Saturday 8th Sept – Saturday 15th Sept 2018
Part 2 of my birthday travels with my parents and Art Gap Challenge began on Saturday 8th September when we were due to go into Blackpool to see where Grandad used to live, find significant places to scatter some of his ashes, and watch Blackpool FC play a game of soccer (or football, as the locals know it). I had been led to expect that Blackpool would lose the game, as our family are fondly known for supporting teams who never do particularly well, but I was looking forward to stepping into some family history, and doing something special for Grandad, as well as getting some proper cold weather seaside fish and chips.
The weather did not disappoint, pouring down all morning so that I was only able to use my camera some of the time with help from Mum holding up to three umbrellas and a plastic bag which we wrapped it in and tied up with string between shots. When Dad bought the tickets to the game, I left it in the car for safety, and was only able to take a few sub-par shots on my phone.
Tickets obtained (and some scarves and a mini ball for Dad), we walked to the street where Grandad used to live and found his house, still with the original green door, although the whole street has been painted white instead of the original red brick. Dad met a local walking his dog who sounded quite a bit like Grandad and resembled him in dress style with his flatcap and weather-resilience. We visited a park directly opposite Grandad’s green door, and a section of beach in line with the space between the house and the soccer grounds.
Throughout this expedition it poured down with rain, but now it was time to go and watch the match, and right on time, the rain stopped. Unfortunately the grounds did not have hand driers in the toilets as Mum and I had anticipated, so we were rather wet while watching the game.
Dad made friends with a match photographer and several officials, and in a lovely coincidence, there was already a memorial bunch of flowers being laid for another lifelong supporter of the club who had passed on, so we were able to incorporate this into our memorial gestures for Grandad. To our great surprise, Blackpool played extremely well, and came back from being down 2 – 0 to win 3 – 2. I guess Grandad got out there on the field that day.
For that day the town held some nostalgia. While the chip shop Dad remembered at the end of Grandad’s street was gone, we found another one where the gentleman cooking told us he’d been there 35 years, and the fish and chips received were certainly a testament to his experience.
The next day we shifted from Great Eccleston to Lytham St Anne’s, stopping on the way at a little place called Garstang, where I saw barges on a canal for the first time. I thought it seemed a very quiet and gentle way of life. There was also a castle ruin on the hill, which we enjoyed exploring. On returning to Great Eccleston, we stopped at the little general store on the corner for some cider and discovered that there was live music coming from the pub next door which included a violin. Of course we were then obliged to go in and listen for a while to Simon James and his band, who he had dubbed for the night ‘the Deep Sea Pilots’ or something to that effect, made up that afternoon. In an impromptu ‘From the Spout,’ I will tell you that this country-style folk music was lovely to hear live, and Simon himself very friendly and welcoming to us strangers. The band were expecting some family and friends, so delayed starting their original set and played a few unpractised covers, which nonetheless came off very well. The original songs we had time to hear had good lyrics and musical depth within the style they were aiming for, and I found myself humming some of the lines later in the evening. If there was something we were less keen on, it was the fact that we struggled to hear the lovely melodic additions being played by the violin over the sound of all the guitars in the room, and we do love a good violin so this made us a little sad. Overall however, it was a lovely part of our evening hearing these folks play. If you were to have tea while listening to Simon James, I’d probably recommend something that could be described as ‘builders tea.’ A good strong stock standard English black tea brew with a touch of milk and a biscuit. You can find a bit about the music here: http://www.simonjamesmusic.co.uk/
It was from Lytham St Anne’s that we explored Blackpool and Fleetwood, and began to see something of the depressing side of the place. The endless ‘amusements’ are failing and run down, and there is a feeling of the spookiness of an empty theme park. The ‘illuminations,’ which we saw by tram, look nice at night, but have the feel that they are surviving on nostalgia, like old Nelly the Elephant in the Adelaide Christmas pageant, who I was so sad to see retired when she had finally become too old and creaky.

┄┄┄┄┄┄

→ **PROBLEMS TO WORK ON**
(a) Answer these questions from the travel diary:
(i) What was the final score of the Blackpool match?
(ii) In which place did the writer see barges on a canal for the first time?
(iii) How many years had the man cooking at the chip shop been working there?
(b) Render each line of the records below as a JSON list of strings, one string per line, and leave out any blank lines.

→ **INPUT MATERIAL**
┄┄┄┄┄┄

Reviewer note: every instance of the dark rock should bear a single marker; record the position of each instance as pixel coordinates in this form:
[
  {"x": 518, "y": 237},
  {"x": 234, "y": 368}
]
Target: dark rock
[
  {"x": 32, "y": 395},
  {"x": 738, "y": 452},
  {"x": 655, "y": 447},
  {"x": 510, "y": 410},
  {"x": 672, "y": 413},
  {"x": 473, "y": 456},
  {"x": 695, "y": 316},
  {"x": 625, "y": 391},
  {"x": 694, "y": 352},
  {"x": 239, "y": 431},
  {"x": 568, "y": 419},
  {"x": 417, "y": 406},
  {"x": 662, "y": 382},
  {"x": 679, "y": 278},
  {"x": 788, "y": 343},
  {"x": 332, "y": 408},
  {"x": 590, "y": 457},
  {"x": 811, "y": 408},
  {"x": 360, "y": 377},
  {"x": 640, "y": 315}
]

┄┄┄┄┄┄

→ **ANSWERS**
(a)
(i) Blackpool won 3–2.
(ii) Garstang.
(iii) 35 years.

(b)
[
  "Reviewer note: every instance of the dark rock should bear a single marker; record the position of each instance as pixel coordinates in this form:",
  "[",
  "  {\"x\": 518, \"y\": 237},",
  "  {\"x\": 234, \"y\": 368}",
  "]",
  "Target: dark rock",
  "[",
  "  {\"x\": 32, \"y\": 395},",
  "  {\"x\": 738, \"y\": 452},",
  "  {\"x\": 655, \"y\": 447},",
  "  {\"x\": 510, \"y\": 410},",
  "  {\"x\": 672, \"y\": 413},",
  "  {\"x\": 473, \"y\": 456},",
  "  {\"x\": 695, \"y\": 316},",
  "  {\"x\": 625, \"y\": 391},",
  "  {\"x\": 694, \"y\": 352},",
  "  {\"x\": 239, \"y\": 431},",
  "  {\"x\": 568, \"y\": 419},",
  "  {\"x\": 417, \"y\": 406},",
  "  {\"x\": 662, \"y\": 382},",
  "  {\"x\": 679, \"y\": 278},",
  "  {\"x\": 788, \"y\": 343},",
  "  {\"x\": 332, \"y\": 408},",
  "  {\"x\": 590, \"y\": 457},",
  "  {\"x\": 811, \"y\": 408},",
  "  {\"x\": 360, \"y\": 377},",
  "  {\"x\": 640, \"y\": 315}",
  "]"
]